> _SOURCE_:

========================================

Israel has planned an extravaganza this spring to celebrate the 40th anniversary of its independence, and the festivities -- some of them arranged to draw foreign tourists -- so far are scheduled to go on despite the recent violent civil clashes in the occupied West Bank and the Gaza Strip.

The yearlong calendar of commemorative events includes a special $11.5-million staging of Giuseppe Verdi's opera "Nabucco" in a vast amphitheater alongside the historic walls of ancient Jerusalem. The unusual production is being billed as 1988's most important artistic event anywhere, and presumably the largest and "the most costly opera ever mounted in all of operatic history."

Tourism officials hope to attract as many as 70,000 tourists, a great many of them Americans, to the 12 performances scheduled from May 15 to 29 in the 7,800-seat outdoor theater called the Sultan's Pool. A historic site, the 3,000-year-old Sultan's Pool appropriately is one of the actual settings for the plot of the opera. "Nabucco" tells the story of Babylonian King Nebuchadnezzar's (Nabucco) conquest of Jerusalem in 587 B.C., the exile of its residents and, as an opera brochure puts it, "the ultimate triumph of the Jewish people's faith and spirit over the military power of the Babylonians."

As a tale of struggle for self-determination, "Nabucco" is considered by Israelis to be still politically relevant today. Its great chorus, "Va, pensiero," is sung by the opera's exiled Jews longing for their homeland.

The opera naturally lends itself to a staging spectacular. The highlight of the independence celebration, it will feature a starring cast and chorus of some 250 singers, as many as 800 other nonsinging performers and the Royal Philharmonic Orchestra of London. The price for a single ticket, depending on location, ranges from $260 to $780 -- except on opening night when the range is $400 to $1,000 per ticket.

"It will be a once-in-a-lifetime opportunity," says executive producer Michael W. Ecker, who got his start in music as a Vienna choirboy. Ecker is president of OOS-Opera on Original Sites Inc., a new Swiss-based company formed to present operas on the actual sites used in the story line.

========================================

> _DATASET EXCERPT_:
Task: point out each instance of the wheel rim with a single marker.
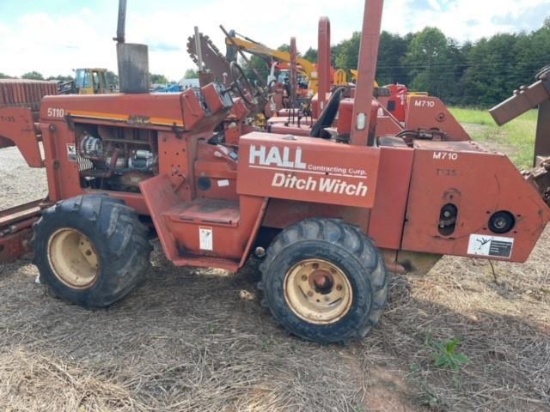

========================================

> _DIRECTIONS_: Continue the article about the "Nabucco" production planned for Israel's 40th anniversary, starting right after its last sentence.

> _EXPECTED ANSWER_:
The harrowing events of recent weeks -- the continuing clashes between armed Israeli troops and stone-throwing Palestinian Arab protesters in the occupied territories -- undoubtedly have raised questions about the safety of visitors heading to Israel for the big celebration. The government has moved with force to quell the disturbances, firing on the demonstrators and using clubs, and the death toll now numbers more than four dozen. Obviously, the violence is of great con- cern to travelers: Is a sightseeing trip to Israel safe?

The Israelis say yes, arguing that the disturbances so far have mostly been limited to areas not normally visited by tourists. In addition, travelers can expect to see heavier security forces in evidence at tourist sites.

Press coverage of the violence "is not flattering to Israel," says Joseph Shoval, the embassy attache' in Washington for tourism affairs, "and it's embarrassing. But it has nothing to say about the safety of the people living in the country or the 1.5 million tourists who come every year ... Safety and security are guaranteed."

For example, much of the rioting has occurred in Gaza, Shoval says, which has little attraction for tourists. "We say Gaza is not a place where Jesus visited, where Moses visited. It's not a holy place and never has been." However, a brief Arab demonstration did occur one day in January in the Old City of Jerusalem, a popular tourist site. Shoval sees it as no reason to be dissuaded from a visit.

As of last week, the State Department, which issues travel advisories or warnings about the world's trouble spots, had not changed an indefinite advisory it first distributed in 1982. The advisory cautions that conditions in the West Bank and the Gaza Strip affecting the safety of travelers "can change with little warning." Any U.S. visitor leaving Jerusalem for the West Bank should contact the U.S. consulate-general's office in Jerusalem. Those headed for the Gaza Strip should check with the U.S. Embassy in Tel Aviv.

The disturbances appear to be having some adverse effect on travel to Israel this year, but just how badly is not easy to determine. There have been cancellations, and some tour organizers say they are not getting the advance bookings they might expect at this time of year. It is thought the dropoff stems from safety fears and are not protests against Israeli actions. Israeli tourism officials, however, discount the impact of the clashes.

"Considering the amount of bad publicity, one would have expected the collapse of the tourist industry," says Shoval. However, any losses have been "insignificant," and new bookings for April and May -- the peak period for commemorative events -- "don't show any dramatic drop."

Joram Kagan, vice president of Unitours of Greenwich, Conn. agrees. "We have not seen signs of cancellations. This is very encouraging." His firm sends about 7,000 tourists to Israel annually.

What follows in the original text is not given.